EXERCISE:
From the data below, pull out each line containing the string "railing".

RECORDS FOR THIS TASK:
====

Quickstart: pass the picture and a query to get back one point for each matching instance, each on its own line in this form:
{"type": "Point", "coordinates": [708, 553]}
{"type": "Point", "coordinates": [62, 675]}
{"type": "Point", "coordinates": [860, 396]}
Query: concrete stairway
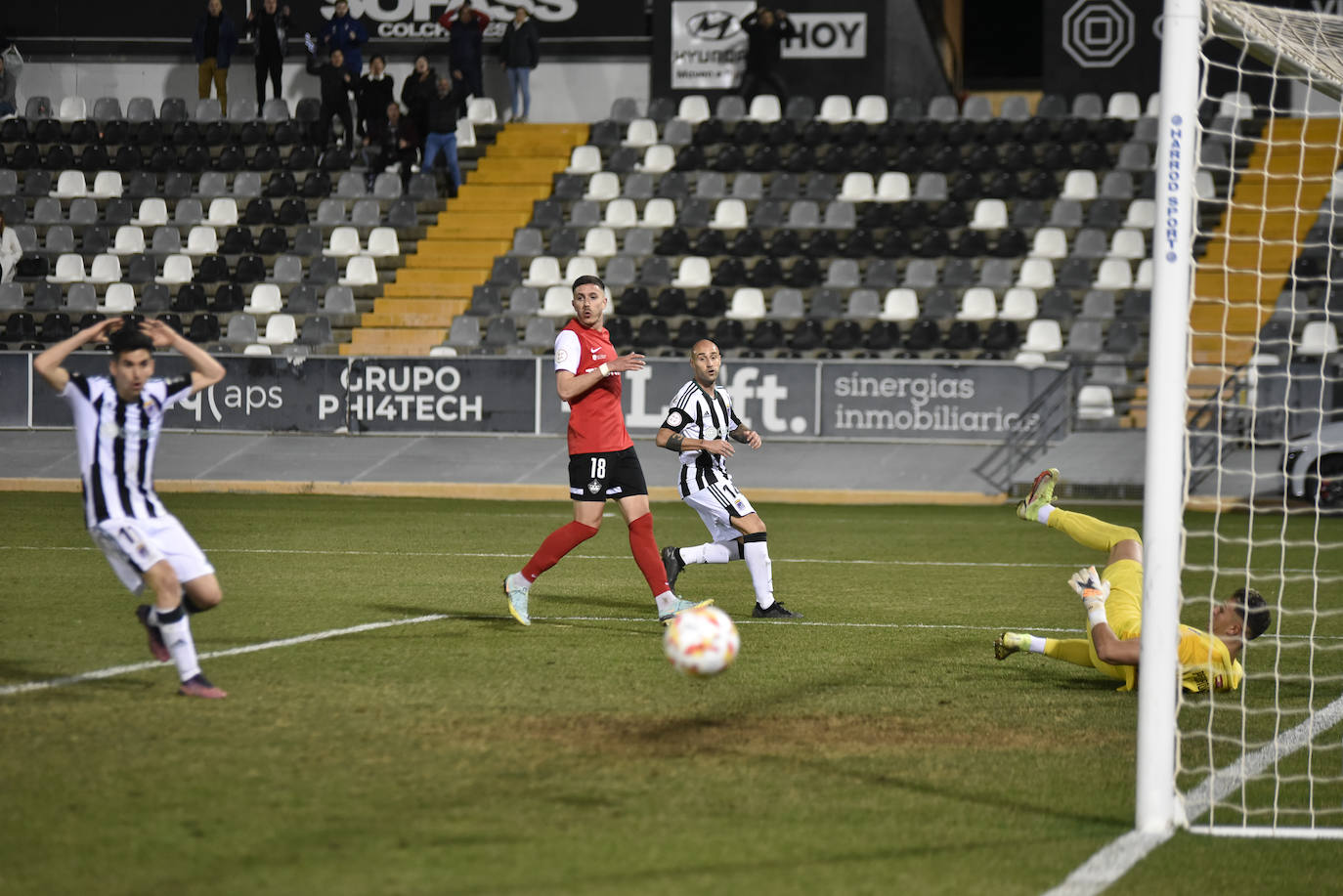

====

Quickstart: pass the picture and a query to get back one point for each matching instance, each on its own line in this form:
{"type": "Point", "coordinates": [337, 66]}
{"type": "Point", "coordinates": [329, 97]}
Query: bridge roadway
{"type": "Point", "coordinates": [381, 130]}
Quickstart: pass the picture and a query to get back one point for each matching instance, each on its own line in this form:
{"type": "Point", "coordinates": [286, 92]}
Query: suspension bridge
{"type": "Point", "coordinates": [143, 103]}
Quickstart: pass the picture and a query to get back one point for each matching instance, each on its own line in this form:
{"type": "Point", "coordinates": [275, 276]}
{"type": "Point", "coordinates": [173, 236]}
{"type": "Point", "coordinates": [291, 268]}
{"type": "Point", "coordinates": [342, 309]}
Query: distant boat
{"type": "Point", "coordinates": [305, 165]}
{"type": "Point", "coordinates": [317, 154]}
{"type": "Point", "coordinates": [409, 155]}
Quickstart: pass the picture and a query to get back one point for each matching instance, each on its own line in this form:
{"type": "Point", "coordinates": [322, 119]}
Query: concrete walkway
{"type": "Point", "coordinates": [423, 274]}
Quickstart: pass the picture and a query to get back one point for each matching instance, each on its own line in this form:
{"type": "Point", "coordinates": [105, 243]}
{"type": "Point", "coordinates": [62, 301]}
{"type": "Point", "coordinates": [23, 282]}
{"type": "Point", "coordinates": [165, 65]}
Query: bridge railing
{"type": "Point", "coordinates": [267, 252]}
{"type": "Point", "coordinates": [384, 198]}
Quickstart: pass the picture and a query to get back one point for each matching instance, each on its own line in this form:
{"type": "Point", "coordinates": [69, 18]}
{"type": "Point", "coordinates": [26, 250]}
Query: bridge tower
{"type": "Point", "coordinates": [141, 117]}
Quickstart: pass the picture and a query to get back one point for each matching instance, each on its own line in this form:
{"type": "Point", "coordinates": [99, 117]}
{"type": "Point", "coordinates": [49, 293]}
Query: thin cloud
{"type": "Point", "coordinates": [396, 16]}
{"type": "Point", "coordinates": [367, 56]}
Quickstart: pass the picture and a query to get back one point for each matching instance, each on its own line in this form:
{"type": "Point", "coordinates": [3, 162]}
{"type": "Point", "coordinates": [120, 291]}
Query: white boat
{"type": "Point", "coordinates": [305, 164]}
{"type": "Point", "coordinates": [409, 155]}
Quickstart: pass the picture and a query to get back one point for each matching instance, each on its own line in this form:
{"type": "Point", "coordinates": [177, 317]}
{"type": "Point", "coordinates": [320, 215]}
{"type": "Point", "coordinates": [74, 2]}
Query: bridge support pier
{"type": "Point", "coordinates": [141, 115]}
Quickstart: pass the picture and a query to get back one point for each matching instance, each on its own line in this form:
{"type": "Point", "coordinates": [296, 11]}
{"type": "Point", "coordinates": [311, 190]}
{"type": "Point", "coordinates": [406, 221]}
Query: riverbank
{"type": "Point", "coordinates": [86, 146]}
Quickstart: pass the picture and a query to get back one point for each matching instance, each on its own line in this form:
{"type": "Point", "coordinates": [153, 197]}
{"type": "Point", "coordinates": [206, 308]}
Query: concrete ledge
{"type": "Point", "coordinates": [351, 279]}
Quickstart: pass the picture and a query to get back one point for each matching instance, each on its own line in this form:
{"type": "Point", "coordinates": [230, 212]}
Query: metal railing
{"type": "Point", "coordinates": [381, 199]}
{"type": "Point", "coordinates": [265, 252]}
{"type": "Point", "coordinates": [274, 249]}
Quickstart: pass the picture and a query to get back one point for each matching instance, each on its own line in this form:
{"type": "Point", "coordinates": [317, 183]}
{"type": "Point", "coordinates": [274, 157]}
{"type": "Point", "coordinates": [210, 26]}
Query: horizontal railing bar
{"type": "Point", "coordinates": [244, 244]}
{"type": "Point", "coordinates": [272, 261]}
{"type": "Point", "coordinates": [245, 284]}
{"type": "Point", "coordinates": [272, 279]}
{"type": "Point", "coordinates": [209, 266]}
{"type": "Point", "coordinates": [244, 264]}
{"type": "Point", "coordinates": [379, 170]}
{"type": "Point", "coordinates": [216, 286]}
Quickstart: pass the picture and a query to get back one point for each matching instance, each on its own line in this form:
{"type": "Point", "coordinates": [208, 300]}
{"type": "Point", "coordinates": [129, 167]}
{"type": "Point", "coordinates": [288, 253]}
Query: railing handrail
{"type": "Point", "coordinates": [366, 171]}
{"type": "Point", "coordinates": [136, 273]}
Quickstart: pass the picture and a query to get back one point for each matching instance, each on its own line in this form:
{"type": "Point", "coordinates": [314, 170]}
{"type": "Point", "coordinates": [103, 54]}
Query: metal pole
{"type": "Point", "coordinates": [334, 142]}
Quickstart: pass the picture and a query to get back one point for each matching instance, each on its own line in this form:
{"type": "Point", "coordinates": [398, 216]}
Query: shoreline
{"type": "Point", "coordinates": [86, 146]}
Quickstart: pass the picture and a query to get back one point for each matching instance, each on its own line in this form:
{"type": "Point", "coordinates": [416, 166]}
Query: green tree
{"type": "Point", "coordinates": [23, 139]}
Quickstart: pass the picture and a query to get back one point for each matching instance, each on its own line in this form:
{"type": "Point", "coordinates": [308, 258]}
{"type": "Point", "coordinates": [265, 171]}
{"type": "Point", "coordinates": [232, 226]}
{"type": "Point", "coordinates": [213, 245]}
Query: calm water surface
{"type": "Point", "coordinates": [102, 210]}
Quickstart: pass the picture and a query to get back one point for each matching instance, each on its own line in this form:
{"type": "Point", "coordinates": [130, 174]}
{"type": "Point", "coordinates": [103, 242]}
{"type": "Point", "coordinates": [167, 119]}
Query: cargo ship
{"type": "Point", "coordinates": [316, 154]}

====

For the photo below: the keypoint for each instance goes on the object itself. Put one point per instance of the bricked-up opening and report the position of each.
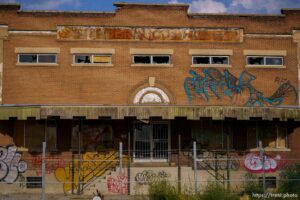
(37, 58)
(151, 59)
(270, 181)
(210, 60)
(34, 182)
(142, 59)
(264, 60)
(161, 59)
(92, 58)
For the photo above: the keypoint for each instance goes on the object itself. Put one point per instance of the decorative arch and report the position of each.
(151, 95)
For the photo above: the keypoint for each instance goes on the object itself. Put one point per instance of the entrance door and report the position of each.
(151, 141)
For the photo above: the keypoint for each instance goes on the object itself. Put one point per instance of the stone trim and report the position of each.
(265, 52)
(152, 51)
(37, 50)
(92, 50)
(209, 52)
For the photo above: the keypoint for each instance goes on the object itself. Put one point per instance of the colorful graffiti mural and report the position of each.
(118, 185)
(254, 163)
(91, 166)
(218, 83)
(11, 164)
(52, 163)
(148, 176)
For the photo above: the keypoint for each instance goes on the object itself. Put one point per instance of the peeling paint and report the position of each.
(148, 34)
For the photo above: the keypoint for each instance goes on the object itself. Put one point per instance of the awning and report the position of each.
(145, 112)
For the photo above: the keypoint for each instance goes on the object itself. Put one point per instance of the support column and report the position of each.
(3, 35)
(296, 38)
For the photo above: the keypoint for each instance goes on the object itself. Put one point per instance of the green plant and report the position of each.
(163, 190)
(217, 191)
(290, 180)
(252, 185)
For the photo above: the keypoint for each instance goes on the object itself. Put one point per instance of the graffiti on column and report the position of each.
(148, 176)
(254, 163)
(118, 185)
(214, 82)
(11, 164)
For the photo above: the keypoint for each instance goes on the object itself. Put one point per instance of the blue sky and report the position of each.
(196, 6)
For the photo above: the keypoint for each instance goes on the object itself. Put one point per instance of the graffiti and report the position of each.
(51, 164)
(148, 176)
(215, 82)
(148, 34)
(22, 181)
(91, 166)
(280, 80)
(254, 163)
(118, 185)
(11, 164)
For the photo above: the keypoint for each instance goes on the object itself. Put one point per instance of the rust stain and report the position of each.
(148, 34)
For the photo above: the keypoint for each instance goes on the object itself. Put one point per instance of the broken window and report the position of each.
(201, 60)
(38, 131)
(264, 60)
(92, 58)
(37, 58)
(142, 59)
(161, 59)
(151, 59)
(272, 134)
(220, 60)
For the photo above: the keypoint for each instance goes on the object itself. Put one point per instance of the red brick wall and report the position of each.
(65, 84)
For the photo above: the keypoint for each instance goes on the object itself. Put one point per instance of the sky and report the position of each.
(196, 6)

====

SOLUTION FOR THIS EXERCISE:
Query: bridge railing
Query: metal railing
Query: horizontal railing bar
Query: railing handrail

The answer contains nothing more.